= Task instructions =
How many lines of the records below contain the string "branch", with case counting? Count them and give only the number.

= Dataset records =

■ ■ ■ ■

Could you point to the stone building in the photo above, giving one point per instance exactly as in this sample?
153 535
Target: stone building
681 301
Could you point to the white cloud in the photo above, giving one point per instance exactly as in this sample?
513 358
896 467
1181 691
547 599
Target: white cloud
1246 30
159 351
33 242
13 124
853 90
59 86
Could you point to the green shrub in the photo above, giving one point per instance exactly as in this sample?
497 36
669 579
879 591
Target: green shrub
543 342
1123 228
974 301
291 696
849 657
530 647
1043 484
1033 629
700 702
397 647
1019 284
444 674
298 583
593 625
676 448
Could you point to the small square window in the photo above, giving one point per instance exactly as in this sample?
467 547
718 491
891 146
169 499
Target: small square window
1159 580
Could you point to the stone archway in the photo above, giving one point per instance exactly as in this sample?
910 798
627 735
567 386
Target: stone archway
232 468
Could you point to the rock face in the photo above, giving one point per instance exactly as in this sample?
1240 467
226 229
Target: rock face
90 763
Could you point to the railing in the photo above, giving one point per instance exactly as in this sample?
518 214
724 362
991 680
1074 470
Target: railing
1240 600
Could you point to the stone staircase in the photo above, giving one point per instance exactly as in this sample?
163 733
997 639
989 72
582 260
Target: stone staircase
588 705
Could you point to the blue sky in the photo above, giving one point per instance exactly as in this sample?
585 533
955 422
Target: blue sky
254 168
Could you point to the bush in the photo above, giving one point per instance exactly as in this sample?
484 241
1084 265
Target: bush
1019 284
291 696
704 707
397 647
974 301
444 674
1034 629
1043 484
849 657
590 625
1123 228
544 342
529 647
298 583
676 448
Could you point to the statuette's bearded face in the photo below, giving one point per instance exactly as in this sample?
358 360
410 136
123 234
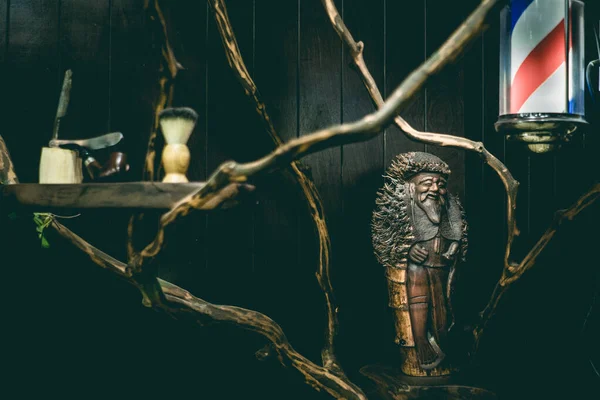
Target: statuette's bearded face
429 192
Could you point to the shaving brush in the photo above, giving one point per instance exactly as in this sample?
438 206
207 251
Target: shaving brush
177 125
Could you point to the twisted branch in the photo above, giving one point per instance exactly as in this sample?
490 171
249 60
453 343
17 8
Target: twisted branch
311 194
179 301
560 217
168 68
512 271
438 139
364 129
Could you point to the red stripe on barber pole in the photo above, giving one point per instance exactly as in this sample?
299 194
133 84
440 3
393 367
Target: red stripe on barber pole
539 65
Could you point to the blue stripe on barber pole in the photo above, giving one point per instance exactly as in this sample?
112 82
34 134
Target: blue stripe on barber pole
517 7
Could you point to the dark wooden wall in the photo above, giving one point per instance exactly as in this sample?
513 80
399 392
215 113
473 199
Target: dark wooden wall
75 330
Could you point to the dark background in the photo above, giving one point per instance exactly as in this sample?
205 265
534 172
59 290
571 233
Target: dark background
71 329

■ ■ ■ ■

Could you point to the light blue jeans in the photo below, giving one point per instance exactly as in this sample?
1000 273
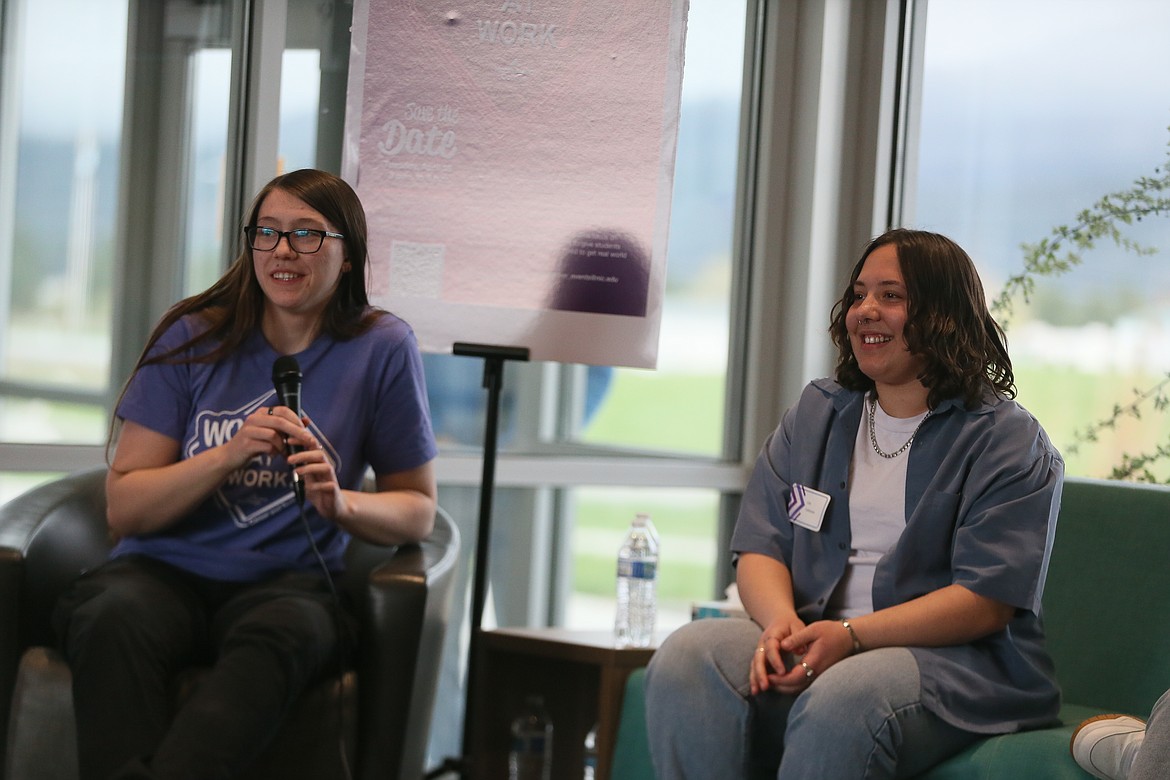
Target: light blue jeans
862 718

■ ■ ■ ■

= Solution to the exercise =
2